» PROBLEM SET
• 1. Copy out the Santa Cruz article from "Running a business" up to and including "in the industry.".
• 2. Answer these questions about the Santa Cruz article.
(a) According to the University of Michigan, what dropped in March for the first time in four months?
(b) What kind of shop is Home/Work, owned by Sonia McMoran?
(c) In what month and year did Santa Cruz suffer one of the biggest wildfires it had ever had?

» READING TEXT
Consumer sentiment dropped in March for the first time in four months, according to the University of Michigan.
Running a business means adapting to the changing economic climate. You have to plan for the possibility that spending might slow.
And in Santa Cruz, a sleepy beach town that borders Silicon Valley, business owners who depend on tech workers’ dollars are worrying about the growing number of layoffs in the industry.
“For a large population of Santa Cruz that work in the tech industry, it’s in the forefront of their mind whether or not that’s going to happen in the future,” said Sonia McMoran, owner of Home/Work, a gift shop. “And I’ve noticed that there’s been a tightening of purse strings.”
But the economy isn’t McMoran’s only concern. Now when she’s planning the year ahead, she considers how extreme weather conditions caused by climate change can keep customers from getting to her store.
“When I started my business, I never considered that I would have to think about what the weather’s going to be like, McMoran said. “In August of 2020, Santa Cruz itself suffered one of the biggest wildfires that it had ever had. And I kind of had to start thinking about not just how to run a retail business through a medical pandemic, but also through a climate pandemic.”
Most recently, that’s meant the deluge of rain that’s inundated California.
“I’ve really relied on my weather app to help me plan out how I’m going to reach out to my customers,” McMoran said. “So if we know that a big atmospheric river is coming, I know that I need to push on social media the ability for folks to purchase things online and collect them quickly when they’re doing other errands or have us be able to deliver them locally if they are unable to get to us.”

Stored items:
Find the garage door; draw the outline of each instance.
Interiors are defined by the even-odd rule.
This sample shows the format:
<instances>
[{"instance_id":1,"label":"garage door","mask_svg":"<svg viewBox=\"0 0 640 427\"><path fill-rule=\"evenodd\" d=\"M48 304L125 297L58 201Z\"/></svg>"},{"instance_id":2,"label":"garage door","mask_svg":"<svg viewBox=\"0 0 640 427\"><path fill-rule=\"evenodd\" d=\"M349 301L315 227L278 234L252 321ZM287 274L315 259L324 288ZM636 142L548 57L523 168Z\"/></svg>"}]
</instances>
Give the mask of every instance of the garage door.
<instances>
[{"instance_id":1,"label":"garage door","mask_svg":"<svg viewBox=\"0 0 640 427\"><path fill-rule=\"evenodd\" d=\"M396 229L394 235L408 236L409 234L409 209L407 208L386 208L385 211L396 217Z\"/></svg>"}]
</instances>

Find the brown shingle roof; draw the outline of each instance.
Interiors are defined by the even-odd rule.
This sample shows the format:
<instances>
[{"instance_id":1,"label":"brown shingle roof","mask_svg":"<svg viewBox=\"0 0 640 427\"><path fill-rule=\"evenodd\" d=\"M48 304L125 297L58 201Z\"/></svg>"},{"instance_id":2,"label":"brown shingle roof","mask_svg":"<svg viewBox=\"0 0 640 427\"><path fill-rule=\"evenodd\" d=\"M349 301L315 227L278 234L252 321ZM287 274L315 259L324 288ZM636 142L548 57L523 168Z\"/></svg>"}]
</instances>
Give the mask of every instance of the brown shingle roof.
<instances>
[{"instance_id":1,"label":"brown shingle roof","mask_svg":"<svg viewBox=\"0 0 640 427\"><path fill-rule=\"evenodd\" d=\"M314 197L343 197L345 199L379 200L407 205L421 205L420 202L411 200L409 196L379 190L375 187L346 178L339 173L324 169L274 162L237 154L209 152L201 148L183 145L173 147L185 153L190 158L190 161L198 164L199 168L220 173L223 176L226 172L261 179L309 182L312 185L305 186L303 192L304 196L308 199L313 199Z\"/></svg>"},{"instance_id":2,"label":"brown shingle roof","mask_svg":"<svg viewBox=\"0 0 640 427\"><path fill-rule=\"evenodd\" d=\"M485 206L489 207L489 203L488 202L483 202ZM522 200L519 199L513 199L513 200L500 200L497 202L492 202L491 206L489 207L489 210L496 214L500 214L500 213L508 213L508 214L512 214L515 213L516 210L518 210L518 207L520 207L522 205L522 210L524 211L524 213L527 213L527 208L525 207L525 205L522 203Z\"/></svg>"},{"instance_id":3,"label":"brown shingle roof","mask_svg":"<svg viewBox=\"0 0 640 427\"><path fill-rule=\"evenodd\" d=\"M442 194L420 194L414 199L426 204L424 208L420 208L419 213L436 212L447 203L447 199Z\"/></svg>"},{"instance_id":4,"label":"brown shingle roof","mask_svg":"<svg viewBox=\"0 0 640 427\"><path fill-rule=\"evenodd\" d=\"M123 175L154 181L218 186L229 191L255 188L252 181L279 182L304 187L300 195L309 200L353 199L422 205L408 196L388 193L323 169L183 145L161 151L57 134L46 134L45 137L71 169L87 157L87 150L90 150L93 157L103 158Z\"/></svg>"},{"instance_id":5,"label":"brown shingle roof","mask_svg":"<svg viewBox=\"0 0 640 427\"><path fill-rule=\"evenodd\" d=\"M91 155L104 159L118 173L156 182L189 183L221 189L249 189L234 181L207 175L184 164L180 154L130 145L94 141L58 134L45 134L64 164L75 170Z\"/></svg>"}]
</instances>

» SOLVED TASKS
• 1.
Running a business means adapting to the changing economic climate. You have to plan for the possibility that spending might slow.
And in Santa Cruz, a sleepy beach town that borders Silicon Valley, business owners who depend on tech workers’ dollars are worrying about the growing number of layoffs in the industry.

• 2.
(a) Consumer sentiment
(b) A gift shop
(c) August 2020